Work instructions:
Rewrite all of the lines below, requests included, with each pixel coordinate in the answers increased by 124. Leave the picture out.
==== Entries shown
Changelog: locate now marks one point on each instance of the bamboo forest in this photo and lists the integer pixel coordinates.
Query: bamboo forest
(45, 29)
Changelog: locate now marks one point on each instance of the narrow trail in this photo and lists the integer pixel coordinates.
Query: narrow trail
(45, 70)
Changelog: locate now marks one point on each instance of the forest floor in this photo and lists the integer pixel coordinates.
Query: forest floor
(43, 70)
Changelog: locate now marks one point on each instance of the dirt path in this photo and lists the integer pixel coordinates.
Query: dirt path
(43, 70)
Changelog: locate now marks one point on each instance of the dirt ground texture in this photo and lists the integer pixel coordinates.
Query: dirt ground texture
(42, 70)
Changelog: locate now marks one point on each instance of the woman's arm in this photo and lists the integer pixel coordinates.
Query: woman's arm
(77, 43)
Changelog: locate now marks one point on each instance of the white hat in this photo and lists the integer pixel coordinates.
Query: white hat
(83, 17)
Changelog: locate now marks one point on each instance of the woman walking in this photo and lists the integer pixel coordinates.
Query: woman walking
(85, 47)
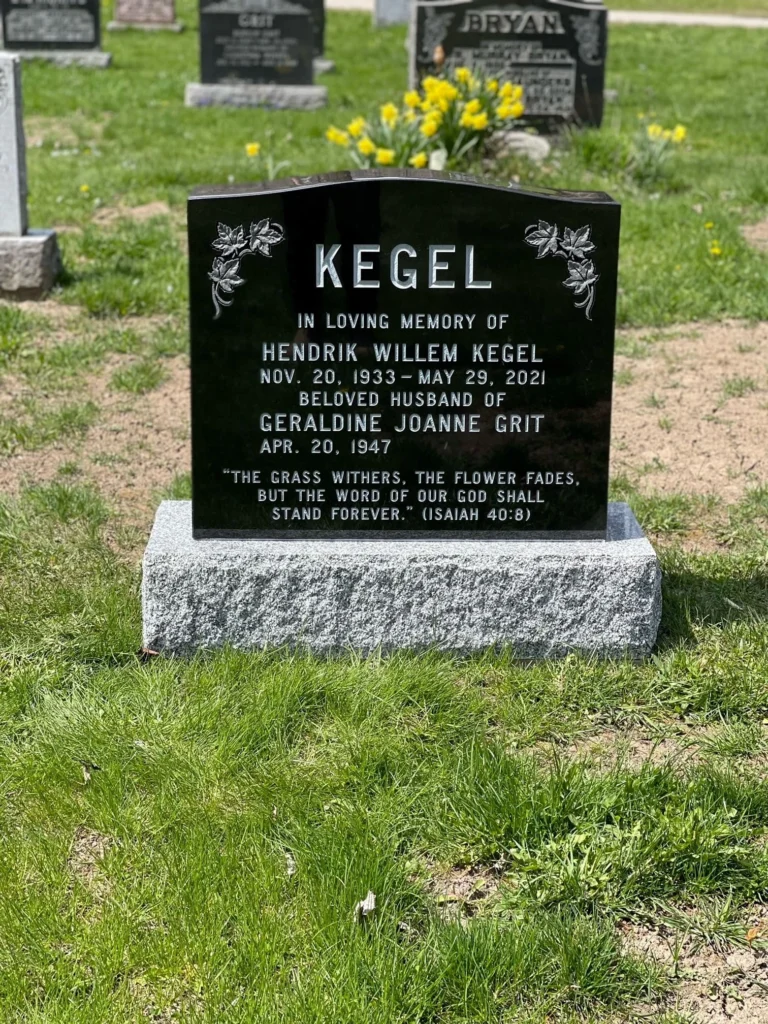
========
Output for this exercise:
Changelog: locate now marks one point on each instance of the bamboo forest in this photo and lists the integer pixel coordinates.
Query: bamboo forest
(169, 153)
Changelog: locate now marks one point on each instance of the narrow trail in this photo and lists the integer pixel coordinates.
Query: narrow trail
(169, 194)
Changelog: locate now marks one point on each instance of the forest floor in this photo and lists the integer pixel coordinates.
Query: forest floor
(167, 194)
Changelog: locate now marks one point on each instance of the dirt path in this photo and lists the integer pixel coordinates.
Query: dirt path
(167, 194)
Changelog: locate now marks one point on each instance of the dirt ground texture in this photo and lists the integer pixel coordinates.
Query: dirt ground texture
(166, 194)
Changelog: locate now marks one point on each instance of the woman's arm in this photo and lists the integer pixel coordinates.
Query: woman's arm
(201, 167)
Changelog: locate now marks one point on each instance of the white hat in this photo and lists the integer pixel coordinates.
Query: white hat
(207, 141)
Changelog: locate now marks one point on each instance of the woman walking in this photo and lists the integer pixel coordinates.
Query: woman walking
(209, 171)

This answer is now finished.